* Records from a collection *
-=-=-=-=-

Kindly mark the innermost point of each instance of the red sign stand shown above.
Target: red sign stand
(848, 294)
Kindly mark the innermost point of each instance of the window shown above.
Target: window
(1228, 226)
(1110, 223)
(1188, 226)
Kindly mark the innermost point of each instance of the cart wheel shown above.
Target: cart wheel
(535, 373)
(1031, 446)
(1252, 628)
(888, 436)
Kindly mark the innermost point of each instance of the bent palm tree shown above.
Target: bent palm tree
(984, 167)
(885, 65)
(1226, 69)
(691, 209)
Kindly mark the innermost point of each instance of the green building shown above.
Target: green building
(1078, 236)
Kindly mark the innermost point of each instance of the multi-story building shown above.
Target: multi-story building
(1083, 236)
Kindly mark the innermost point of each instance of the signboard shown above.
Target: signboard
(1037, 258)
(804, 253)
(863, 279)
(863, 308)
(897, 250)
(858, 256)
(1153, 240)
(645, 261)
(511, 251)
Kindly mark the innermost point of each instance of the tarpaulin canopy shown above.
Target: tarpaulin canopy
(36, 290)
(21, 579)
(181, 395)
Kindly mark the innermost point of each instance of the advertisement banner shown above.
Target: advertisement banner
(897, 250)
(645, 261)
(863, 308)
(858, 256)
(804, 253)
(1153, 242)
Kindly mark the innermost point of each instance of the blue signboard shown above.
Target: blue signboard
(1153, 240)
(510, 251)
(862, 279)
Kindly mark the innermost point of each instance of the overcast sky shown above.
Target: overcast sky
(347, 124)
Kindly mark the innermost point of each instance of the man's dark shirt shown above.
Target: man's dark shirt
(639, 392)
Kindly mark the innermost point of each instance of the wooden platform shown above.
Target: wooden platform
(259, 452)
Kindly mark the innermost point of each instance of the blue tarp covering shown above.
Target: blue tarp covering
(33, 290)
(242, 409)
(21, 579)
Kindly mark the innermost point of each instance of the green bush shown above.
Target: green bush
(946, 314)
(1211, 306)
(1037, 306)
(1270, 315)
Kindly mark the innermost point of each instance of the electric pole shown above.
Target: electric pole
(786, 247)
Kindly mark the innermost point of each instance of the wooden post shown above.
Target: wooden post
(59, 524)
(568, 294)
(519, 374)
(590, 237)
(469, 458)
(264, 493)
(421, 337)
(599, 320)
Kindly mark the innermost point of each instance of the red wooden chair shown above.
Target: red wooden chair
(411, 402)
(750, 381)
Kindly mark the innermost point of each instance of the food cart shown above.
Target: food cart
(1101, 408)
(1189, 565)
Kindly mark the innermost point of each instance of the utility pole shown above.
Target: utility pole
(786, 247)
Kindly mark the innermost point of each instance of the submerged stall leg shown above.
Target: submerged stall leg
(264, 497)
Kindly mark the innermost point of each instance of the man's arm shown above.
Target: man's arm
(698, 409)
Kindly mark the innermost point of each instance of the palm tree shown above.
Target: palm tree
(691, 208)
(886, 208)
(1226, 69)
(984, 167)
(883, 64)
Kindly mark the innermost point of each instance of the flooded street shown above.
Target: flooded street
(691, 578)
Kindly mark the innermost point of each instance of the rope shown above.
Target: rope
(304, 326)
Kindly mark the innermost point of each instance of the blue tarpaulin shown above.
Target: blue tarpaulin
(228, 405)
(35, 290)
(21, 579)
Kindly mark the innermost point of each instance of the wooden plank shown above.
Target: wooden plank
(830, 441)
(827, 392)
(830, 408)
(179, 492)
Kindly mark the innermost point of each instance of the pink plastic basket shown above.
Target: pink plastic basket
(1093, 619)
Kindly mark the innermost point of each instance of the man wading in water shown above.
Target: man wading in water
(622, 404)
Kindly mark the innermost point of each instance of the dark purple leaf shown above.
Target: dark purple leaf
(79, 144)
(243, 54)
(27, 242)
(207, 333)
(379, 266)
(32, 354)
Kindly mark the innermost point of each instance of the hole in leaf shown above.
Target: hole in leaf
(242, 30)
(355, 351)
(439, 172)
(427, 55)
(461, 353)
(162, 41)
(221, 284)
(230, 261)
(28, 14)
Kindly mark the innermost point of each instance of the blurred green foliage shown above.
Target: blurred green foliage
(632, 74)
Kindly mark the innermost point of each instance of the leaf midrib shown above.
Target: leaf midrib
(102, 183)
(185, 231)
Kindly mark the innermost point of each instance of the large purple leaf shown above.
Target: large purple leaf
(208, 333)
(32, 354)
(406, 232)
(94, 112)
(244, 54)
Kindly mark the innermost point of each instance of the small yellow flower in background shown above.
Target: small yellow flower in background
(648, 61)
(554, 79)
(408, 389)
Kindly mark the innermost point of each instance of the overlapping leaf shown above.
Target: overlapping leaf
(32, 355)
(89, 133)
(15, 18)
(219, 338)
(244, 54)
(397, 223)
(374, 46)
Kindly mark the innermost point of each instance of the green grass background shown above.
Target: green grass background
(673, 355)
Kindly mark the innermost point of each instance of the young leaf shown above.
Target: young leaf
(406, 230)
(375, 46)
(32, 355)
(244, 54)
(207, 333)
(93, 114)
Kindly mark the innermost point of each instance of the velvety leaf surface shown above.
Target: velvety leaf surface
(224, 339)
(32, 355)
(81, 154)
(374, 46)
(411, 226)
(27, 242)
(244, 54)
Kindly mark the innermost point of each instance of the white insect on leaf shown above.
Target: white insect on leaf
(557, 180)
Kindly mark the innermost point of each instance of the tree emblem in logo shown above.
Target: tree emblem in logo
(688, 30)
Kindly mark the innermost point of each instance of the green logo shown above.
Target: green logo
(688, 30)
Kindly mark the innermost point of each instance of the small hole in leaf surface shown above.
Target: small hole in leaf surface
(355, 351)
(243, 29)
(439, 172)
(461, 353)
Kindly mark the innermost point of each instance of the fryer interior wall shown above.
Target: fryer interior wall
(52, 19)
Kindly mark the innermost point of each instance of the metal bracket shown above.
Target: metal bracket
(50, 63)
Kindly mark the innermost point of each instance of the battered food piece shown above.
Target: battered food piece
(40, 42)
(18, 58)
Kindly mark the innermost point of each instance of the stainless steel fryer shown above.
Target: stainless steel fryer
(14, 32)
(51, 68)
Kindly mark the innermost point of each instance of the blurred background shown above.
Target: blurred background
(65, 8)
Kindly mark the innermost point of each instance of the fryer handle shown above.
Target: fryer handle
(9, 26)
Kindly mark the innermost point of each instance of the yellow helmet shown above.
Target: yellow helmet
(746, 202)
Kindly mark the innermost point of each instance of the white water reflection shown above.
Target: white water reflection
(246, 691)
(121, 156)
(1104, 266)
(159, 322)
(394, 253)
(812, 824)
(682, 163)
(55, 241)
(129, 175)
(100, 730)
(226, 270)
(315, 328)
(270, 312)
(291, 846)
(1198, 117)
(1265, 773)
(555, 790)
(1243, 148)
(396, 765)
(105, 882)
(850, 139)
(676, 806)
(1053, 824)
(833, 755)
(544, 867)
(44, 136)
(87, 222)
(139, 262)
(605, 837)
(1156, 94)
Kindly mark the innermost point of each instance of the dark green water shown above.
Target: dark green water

-=-=-=-=-

* Task to carry out *
Every record should be given again exactly.

* Finished task *
Kindly mark the innermost point of each instance of the red sign stand shown above.
Target: red sign stand
(848, 294)
Kindly mark the innermost point of each instance of the window shown above.
Target: window
(1228, 226)
(1110, 223)
(1188, 226)
Kindly mark the innermost point of each instance of the cart wheel shown above.
Target: cart wheel
(535, 373)
(1031, 446)
(1252, 628)
(888, 436)
Kindly mark the innermost point of each instance of the bent palm tree shown above.
Target: bent palm tree
(984, 167)
(885, 65)
(1226, 69)
(691, 209)
Kindly mark the innermost point of each instance of the green building shown above.
Target: green building
(1078, 236)
Kindly mark the innermost point of each instance of the multi-story building shown above.
Target: multi-story building
(1083, 236)
Kindly mark the innermost point of each instance of the signboard shown above.
Target: signboard
(1037, 258)
(804, 253)
(863, 279)
(863, 308)
(897, 250)
(858, 256)
(1153, 240)
(645, 261)
(511, 251)
Kindly mark the innermost point of each instance of the tarpaulin canopy shown above.
Target: tarpaulin canopy
(36, 290)
(21, 579)
(181, 395)
Kindly mark the innermost point of each instance of the advertisement banner shown above.
Target: advertisement banner
(897, 250)
(645, 261)
(863, 308)
(858, 256)
(804, 253)
(1153, 242)
Kindly mark the innermost point of each instance of the blue signboard shown above.
Target: blue signboard
(1153, 240)
(510, 251)
(862, 279)
Kindly mark the innermost point of each instance of the overcast sky shown above.
Target: overcast sky
(347, 124)
Kindly mark the innermost point of each instance of the man's dark shirt shown above.
Target: man's dark shirt
(639, 392)
Kindly mark the innermost point of each instance of the wooden platform shown above.
Target: wooden platform
(259, 452)
Kindly mark the innermost point of each instance of the blue tarp covering shown above.
Target: blue tarp covering
(33, 290)
(242, 409)
(21, 579)
Kindly mark the innermost point of each instance of the green bush shown above.
Target: green bush
(946, 314)
(1211, 306)
(1037, 306)
(1270, 315)
Kindly mark the innermost point of each instance of the electric pole shown above.
Target: electric pole
(786, 247)
Kindly mark the innermost point of each instance of the wooden post shown above.
Target: wooden post
(59, 524)
(568, 294)
(519, 374)
(590, 237)
(469, 458)
(264, 493)
(421, 337)
(599, 320)
Kindly mark the innermost point of each instance of the red wooden chair shown above.
Target: red wooden chair
(411, 402)
(750, 381)
Kindly mark the innermost point of each instance of the food cart shown above.
Target: food cart
(1101, 408)
(1189, 565)
Kindly mark the innermost point of each instance of the utility pole shown above.
Target: utility pole
(786, 247)
Kindly mark the innermost point of each instance of the submerged stall leg shown above.
Target: submerged stall leg
(264, 497)
Kindly mark the innermost point of each instance of the man's arm shown above.
Target: man's arm
(698, 409)
Kindly mark the innermost point of each instance of the palm tree shown above.
Target: palm tree
(691, 208)
(886, 208)
(1226, 69)
(984, 167)
(883, 64)
Kindly mark the innermost point of each instance of the flooded street shown above.
Target: flooded street
(691, 578)
Kindly mark the innermost point of each instance of the rope shown above.
Target: rope
(304, 326)
Kindly mark the innermost point of each instance of the blue tarpaulin shown above.
Target: blue tarpaulin
(228, 405)
(35, 290)
(21, 579)
Kindly mark the innermost point of each instance of the wooden plank shown above.
Target: wooden plank
(830, 441)
(827, 392)
(830, 408)
(179, 492)
Kindly mark the innermost point of each instance of the pink plastic basket shown above.
Target: pink plastic basket
(1093, 619)
Kindly mark the innermost point of each instance of the man wading in water shown above.
Target: man wading in water
(622, 404)
Kindly mark the innermost point of each instance of the dark purple leaf shown above.
Target: dark purple leaf
(79, 144)
(243, 54)
(27, 242)
(207, 333)
(379, 266)
(32, 354)
Kindly mark the innermost point of each instance of the hole in leaf shown above.
Target: hole in leaf
(242, 30)
(355, 351)
(439, 172)
(427, 55)
(461, 353)
(162, 41)
(221, 284)
(230, 261)
(28, 14)
Kindly mark the innermost point of each instance of the blurred green foliage shown above.
Target: blurred green foliage
(632, 74)
Kindly mark the innermost point of each instance of the leaf midrib shown above.
Target: leaf midrib
(102, 183)
(185, 231)
Kindly mark the innermost point of each instance of the large purple leaf shown above.
Target: large purple leaf
(208, 333)
(32, 354)
(406, 232)
(94, 112)
(244, 54)
Kindly mark the innermost point of each instance of the small yellow flower in background shown above.
Target: small yellow flower in background
(648, 61)
(554, 79)
(408, 389)
Kindly mark the innermost point of each instance of the overlapping leaf shown above.
Target: overlapping leaf
(32, 355)
(89, 133)
(15, 18)
(219, 338)
(244, 54)
(397, 223)
(374, 46)
Kindly mark the innermost point of each instance of the green grass background shown above.
Target: green grass background
(673, 355)
Kindly mark the innermost point of each instance of the young leaf shown above.
Target: young leaf
(406, 230)
(375, 46)
(32, 355)
(244, 54)
(207, 333)
(93, 114)
Kindly mark the innermost point of each instance of the velvety leaf surface shown above.
Target: velvety leaf surface
(224, 339)
(32, 355)
(81, 154)
(374, 46)
(411, 226)
(27, 242)
(244, 54)
Kindly mark the innermost point of each instance of the white insect on leaf shown above.
Target: white insect on leaf
(557, 180)
Kindly mark the innermost point of each instance of the tree emblem in logo shown above.
Target: tree emblem in logo
(688, 30)
Kindly mark the innermost point of each instance of the green logo shown above.
Target: green logo
(688, 30)
Kindly mark the innermost point of each instance of the small hole in leaf surface shown above.
Target: small hole in leaf surface
(355, 351)
(243, 29)
(439, 172)
(461, 353)
Kindly mark the innermost point of each instance of the fryer interior wall shown above.
Target: fryer interior wall
(52, 19)
Kindly mark the innermost point of each instance of the metal bracket shown above.
Target: metal bracket
(50, 63)
Kindly mark the innermost point of each instance of the battered food piece shown above.
Target: battered food piece
(40, 42)
(18, 58)
Kindly mark the innermost point of each instance of the stainless steel fryer shown above.
Target: stainless steel fryer
(14, 32)
(51, 68)
Kindly mark the innermost point of each instance of the blurred background shown above.
Target: blurred background
(65, 8)
Kindly mark the innermost point of each instance of the fryer handle shown above.
Target: fryer handle
(9, 26)
Kindly mark the innermost point of each instance of the yellow helmet shown above.
Target: yellow helmet
(746, 202)
Kindly mark the innermost point of each instance of the white water reflection shown above.
Target: white water reflection
(246, 691)
(121, 156)
(1104, 266)
(159, 322)
(394, 253)
(812, 824)
(682, 163)
(55, 241)
(129, 175)
(100, 730)
(226, 270)
(315, 328)
(270, 312)
(291, 846)
(1198, 117)
(1265, 773)
(555, 790)
(1243, 148)
(396, 765)
(105, 882)
(850, 139)
(676, 806)
(1053, 824)
(833, 755)
(544, 867)
(44, 136)
(87, 222)
(139, 262)
(605, 837)
(1156, 94)
Kindly mark the innermost point of each instance of the dark green water shown above.
Target: dark green water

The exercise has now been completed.